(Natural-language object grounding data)

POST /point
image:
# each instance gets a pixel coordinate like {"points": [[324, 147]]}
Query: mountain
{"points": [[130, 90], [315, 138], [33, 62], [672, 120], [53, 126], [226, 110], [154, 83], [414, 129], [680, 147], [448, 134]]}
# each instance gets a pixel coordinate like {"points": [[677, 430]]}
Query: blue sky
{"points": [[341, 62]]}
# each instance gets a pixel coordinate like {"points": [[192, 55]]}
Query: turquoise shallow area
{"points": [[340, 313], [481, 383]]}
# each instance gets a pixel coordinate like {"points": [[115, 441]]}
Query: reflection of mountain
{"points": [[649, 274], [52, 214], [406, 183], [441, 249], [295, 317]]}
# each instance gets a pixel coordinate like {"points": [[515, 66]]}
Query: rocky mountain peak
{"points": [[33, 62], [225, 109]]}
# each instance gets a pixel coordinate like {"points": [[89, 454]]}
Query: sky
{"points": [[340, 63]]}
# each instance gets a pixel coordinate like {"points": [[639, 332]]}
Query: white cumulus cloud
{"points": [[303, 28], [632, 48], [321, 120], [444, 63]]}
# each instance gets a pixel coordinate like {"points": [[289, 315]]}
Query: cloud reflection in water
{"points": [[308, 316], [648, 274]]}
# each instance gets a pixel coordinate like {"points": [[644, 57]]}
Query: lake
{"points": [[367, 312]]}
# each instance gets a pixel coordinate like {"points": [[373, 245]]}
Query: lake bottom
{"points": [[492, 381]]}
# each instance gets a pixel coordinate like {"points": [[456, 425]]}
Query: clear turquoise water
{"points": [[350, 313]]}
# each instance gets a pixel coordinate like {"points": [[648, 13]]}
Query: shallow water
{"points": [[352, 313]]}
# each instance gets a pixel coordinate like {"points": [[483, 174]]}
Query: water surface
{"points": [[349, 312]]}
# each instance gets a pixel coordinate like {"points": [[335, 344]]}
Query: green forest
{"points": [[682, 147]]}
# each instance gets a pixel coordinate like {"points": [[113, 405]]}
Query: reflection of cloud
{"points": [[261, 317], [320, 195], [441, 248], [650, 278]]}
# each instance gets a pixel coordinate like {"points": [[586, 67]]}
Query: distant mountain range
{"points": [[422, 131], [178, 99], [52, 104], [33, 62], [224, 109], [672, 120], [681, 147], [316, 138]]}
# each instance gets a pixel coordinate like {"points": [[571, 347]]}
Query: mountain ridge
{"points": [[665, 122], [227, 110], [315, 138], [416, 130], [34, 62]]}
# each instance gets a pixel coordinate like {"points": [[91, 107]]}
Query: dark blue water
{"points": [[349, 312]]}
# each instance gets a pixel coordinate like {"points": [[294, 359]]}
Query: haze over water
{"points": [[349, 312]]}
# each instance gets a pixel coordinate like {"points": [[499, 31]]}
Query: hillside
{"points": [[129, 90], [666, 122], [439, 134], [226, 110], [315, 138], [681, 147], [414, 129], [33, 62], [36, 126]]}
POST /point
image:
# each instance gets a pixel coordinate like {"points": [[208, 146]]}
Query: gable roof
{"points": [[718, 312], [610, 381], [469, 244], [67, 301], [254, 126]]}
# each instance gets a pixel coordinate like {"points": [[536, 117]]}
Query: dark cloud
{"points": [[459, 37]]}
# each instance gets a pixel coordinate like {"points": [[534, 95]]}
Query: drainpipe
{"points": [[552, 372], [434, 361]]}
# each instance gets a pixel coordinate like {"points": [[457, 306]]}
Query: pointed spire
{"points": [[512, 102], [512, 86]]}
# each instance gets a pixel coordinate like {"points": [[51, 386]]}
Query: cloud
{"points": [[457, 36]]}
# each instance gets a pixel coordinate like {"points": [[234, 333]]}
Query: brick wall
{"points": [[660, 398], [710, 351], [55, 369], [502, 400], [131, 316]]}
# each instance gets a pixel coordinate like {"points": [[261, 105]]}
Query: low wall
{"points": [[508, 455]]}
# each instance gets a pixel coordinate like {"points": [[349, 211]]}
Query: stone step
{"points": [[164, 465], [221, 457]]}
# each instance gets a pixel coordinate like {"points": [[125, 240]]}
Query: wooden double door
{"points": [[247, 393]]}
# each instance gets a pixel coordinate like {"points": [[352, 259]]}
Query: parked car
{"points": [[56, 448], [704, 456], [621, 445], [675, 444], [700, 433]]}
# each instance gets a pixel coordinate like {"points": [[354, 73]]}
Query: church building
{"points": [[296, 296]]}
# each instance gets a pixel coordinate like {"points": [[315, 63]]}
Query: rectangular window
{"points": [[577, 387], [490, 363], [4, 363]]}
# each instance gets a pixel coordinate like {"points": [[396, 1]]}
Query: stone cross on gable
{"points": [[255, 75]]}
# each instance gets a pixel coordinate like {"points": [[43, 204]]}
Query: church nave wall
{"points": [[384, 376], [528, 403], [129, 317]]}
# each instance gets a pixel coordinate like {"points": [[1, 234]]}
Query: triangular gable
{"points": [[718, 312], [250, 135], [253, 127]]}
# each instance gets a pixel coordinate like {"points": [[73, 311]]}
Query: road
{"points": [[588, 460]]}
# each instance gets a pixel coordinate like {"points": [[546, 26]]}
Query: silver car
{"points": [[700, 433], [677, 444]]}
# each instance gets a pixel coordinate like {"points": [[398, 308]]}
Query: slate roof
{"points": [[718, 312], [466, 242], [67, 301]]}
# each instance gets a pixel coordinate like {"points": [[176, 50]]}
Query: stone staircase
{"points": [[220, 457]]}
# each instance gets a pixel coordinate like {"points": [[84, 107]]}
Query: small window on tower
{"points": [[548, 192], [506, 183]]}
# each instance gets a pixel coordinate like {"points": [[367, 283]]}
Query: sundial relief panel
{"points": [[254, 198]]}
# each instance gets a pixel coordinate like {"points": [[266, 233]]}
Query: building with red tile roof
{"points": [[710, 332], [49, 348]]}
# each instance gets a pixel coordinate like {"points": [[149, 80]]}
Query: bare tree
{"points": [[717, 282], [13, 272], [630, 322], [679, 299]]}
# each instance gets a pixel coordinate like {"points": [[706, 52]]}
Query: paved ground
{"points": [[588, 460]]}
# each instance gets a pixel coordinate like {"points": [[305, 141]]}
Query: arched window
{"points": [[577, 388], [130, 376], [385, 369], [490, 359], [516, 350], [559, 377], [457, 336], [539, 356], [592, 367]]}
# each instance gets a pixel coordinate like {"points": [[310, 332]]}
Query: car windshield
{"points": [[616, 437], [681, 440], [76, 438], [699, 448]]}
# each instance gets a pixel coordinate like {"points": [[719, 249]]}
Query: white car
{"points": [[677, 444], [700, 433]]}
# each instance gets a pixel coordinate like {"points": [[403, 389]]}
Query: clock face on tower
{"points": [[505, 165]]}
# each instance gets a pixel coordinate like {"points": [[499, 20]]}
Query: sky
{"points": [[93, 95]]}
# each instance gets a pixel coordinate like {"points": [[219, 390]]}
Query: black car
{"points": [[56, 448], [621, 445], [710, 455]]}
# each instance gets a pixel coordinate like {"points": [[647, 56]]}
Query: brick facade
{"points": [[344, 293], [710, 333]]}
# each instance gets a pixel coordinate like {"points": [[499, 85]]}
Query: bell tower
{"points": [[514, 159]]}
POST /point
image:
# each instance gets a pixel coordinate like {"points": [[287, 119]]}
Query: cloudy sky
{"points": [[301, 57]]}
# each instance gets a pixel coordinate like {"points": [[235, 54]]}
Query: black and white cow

**YOUR INSTRUCTIONS:** Return the data in its entirety, exactly as given.

**RESPONSE BELOW:**
POST /point
image:
# each instance gets a pixel coordinate like {"points": [[324, 147]]}
Query: mountain
{"points": [[130, 90], [315, 138], [33, 62], [672, 120], [53, 126], [226, 110], [154, 83], [414, 129], [680, 147], [448, 134]]}
# each instance gets a pixel coordinate like {"points": [[677, 430]]}
Query: blue sky
{"points": [[341, 62]]}
# each instance gets a pixel coordinate like {"points": [[192, 55]]}
Query: turquoise shallow area
{"points": [[340, 313], [481, 383]]}
# each instance gets a pixel coordinate like {"points": [[115, 441]]}
Query: reflection of mountain
{"points": [[649, 274], [52, 214], [406, 183], [441, 249], [295, 317]]}
# each instance gets a pixel coordinate like {"points": [[515, 66]]}
Query: rocky mountain peak
{"points": [[33, 62], [225, 109]]}
# each instance gets a pixel coordinate like {"points": [[89, 454]]}
Query: sky
{"points": [[340, 63]]}
# each instance gets a pixel coordinate like {"points": [[639, 332]]}
Query: white cumulus cloud
{"points": [[303, 28], [632, 48], [321, 120], [444, 63]]}
# each instance gets a pixel coordinate like {"points": [[289, 315]]}
Query: cloud reflection in water
{"points": [[308, 316], [648, 274]]}
# each instance gets a pixel coordinate like {"points": [[644, 57]]}
Query: lake
{"points": [[367, 312]]}
# each instance gets a pixel coordinate like {"points": [[373, 245]]}
Query: lake bottom
{"points": [[492, 381]]}
# each instance gets a pixel coordinate like {"points": [[456, 425]]}
Query: clear turquoise water
{"points": [[350, 313]]}
# each instance gets a pixel coordinate like {"points": [[648, 13]]}
Query: shallow water
{"points": [[352, 313]]}
# each instance gets a pixel coordinate like {"points": [[483, 174]]}
Query: water surface
{"points": [[349, 312]]}
# each instance gets a pixel coordinate like {"points": [[335, 344]]}
Query: green forest
{"points": [[682, 147]]}
# each instance gets a pixel coordinate like {"points": [[113, 405]]}
Query: reflection of cloud
{"points": [[261, 317], [320, 195], [441, 248], [650, 278]]}
# each instance gets a pixel coordinate like {"points": [[586, 67]]}
Query: distant mountain range
{"points": [[422, 131], [178, 99], [52, 104], [33, 62], [224, 109], [672, 120], [681, 147], [316, 138]]}
# each instance gets a pixel coordinate like {"points": [[571, 347]]}
Query: mountain ridge
{"points": [[665, 122], [227, 110], [315, 138], [416, 130], [34, 62]]}
# each instance gets a pixel coordinate like {"points": [[91, 107]]}
Query: dark blue water
{"points": [[349, 312]]}
# each instance gets a pixel coordinate like {"points": [[294, 359]]}
Query: haze over water
{"points": [[349, 312]]}
# each instance gets a pixel coordinate like {"points": [[499, 31]]}
Query: hillside
{"points": [[129, 90], [666, 122], [439, 134], [226, 110], [315, 138], [681, 147], [414, 129], [33, 62], [36, 126]]}
POST /point
image:
# each instance gets a pixel coordinate like {"points": [[208, 146]]}
Query: gable roof
{"points": [[718, 312], [610, 381], [469, 244], [67, 301], [254, 126]]}
# each instance gets a pixel coordinate like {"points": [[536, 117]]}
Query: dark cloud
{"points": [[459, 37]]}
# each instance gets a pixel coordinate like {"points": [[534, 95]]}
Query: drainpipe
{"points": [[552, 372], [434, 361]]}
# each instance gets a pixel coordinate like {"points": [[457, 306]]}
Query: pointed spire
{"points": [[512, 102], [512, 86]]}
# each instance gets a pixel coordinate like {"points": [[51, 386]]}
Query: cloud
{"points": [[457, 36]]}
# each instance gets a pixel coordinate like {"points": [[234, 333]]}
Query: brick wall
{"points": [[660, 398], [710, 351], [55, 369], [502, 400], [131, 316]]}
# each instance gets a pixel coordinate like {"points": [[261, 105]]}
Query: low wall
{"points": [[508, 455]]}
# each instance gets a pixel coordinate like {"points": [[349, 211]]}
Query: stone step
{"points": [[164, 465], [221, 457]]}
# each instance gets a pixel coordinate like {"points": [[125, 240]]}
Query: wooden double door
{"points": [[247, 393]]}
# each instance gets a pixel coordinate like {"points": [[352, 259]]}
Query: parked car
{"points": [[56, 448], [704, 456], [621, 445], [675, 444], [700, 433]]}
# each instance gets a pixel coordinate like {"points": [[354, 73]]}
Query: church building
{"points": [[296, 296]]}
# each instance gets a pixel coordinate like {"points": [[315, 63]]}
Query: rectangular window
{"points": [[577, 387], [490, 363], [4, 363]]}
# each instance gets a pixel coordinate like {"points": [[396, 1]]}
Query: stone cross on gable
{"points": [[255, 75]]}
# each instance gets a pixel coordinate like {"points": [[43, 204]]}
Query: church nave wall
{"points": [[384, 376], [528, 403], [129, 317]]}
# each instance gets a pixel coordinate like {"points": [[1, 234]]}
Query: triangular gable
{"points": [[718, 312], [250, 135], [253, 127]]}
# each instance gets a pixel coordinate like {"points": [[73, 311]]}
Query: road
{"points": [[588, 460]]}
# each instance gets a pixel coordinate like {"points": [[546, 26]]}
Query: silver car
{"points": [[700, 433], [677, 444]]}
# each instance gets a pixel coordinate like {"points": [[398, 308]]}
Query: slate roof
{"points": [[718, 312], [466, 242], [67, 301]]}
# each instance gets a pixel coordinate like {"points": [[176, 50]]}
Query: stone staircase
{"points": [[220, 457]]}
# each instance gets a pixel coordinate like {"points": [[84, 107]]}
Query: small window on tower
{"points": [[548, 192], [506, 183]]}
# each instance gets a pixel coordinate like {"points": [[367, 283]]}
Query: sundial relief panel
{"points": [[254, 198]]}
# each instance gets a pixel coordinate like {"points": [[266, 233]]}
Query: building with red tile roof
{"points": [[710, 332], [49, 348]]}
# each instance gets a pixel coordinate like {"points": [[149, 80]]}
Query: bare tree
{"points": [[717, 282], [13, 272], [630, 322], [679, 299]]}
# each instance gets a pixel coordinate like {"points": [[706, 52]]}
Query: paved ground
{"points": [[588, 460]]}
# each instance gets a pixel coordinate like {"points": [[305, 141]]}
Query: arched window
{"points": [[577, 388], [130, 376], [385, 369], [490, 359], [516, 350], [559, 377], [457, 336], [539, 356], [592, 367]]}
# each instance gets a pixel coordinate like {"points": [[310, 332]]}
Query: car windshield
{"points": [[616, 437], [681, 440], [76, 438], [699, 448]]}
# each instance gets a pixel coordinate like {"points": [[719, 249]]}
Query: white car
{"points": [[677, 444], [700, 433]]}
# each instance gets a pixel coordinate like {"points": [[403, 389]]}
Query: clock face on tower
{"points": [[505, 165]]}
# each instance gets a pixel coordinate like {"points": [[499, 20]]}
Query: sky
{"points": [[93, 95]]}
# each instance gets a pixel coordinate like {"points": [[219, 390]]}
Query: black car
{"points": [[56, 448], [621, 445], [710, 455]]}
# each instance gets a pixel coordinate like {"points": [[647, 56]]}
Query: brick facade
{"points": [[344, 293], [710, 333]]}
# each instance gets a pixel coordinate like {"points": [[499, 85]]}
Query: bell tower
{"points": [[514, 159]]}
POST /point
image:
# each instance gets a pixel coordinate like {"points": [[287, 119]]}
Query: cloudy sky
{"points": [[301, 57]]}
# each instance gets a pixel coordinate like {"points": [[235, 54]]}
Query: black and white cow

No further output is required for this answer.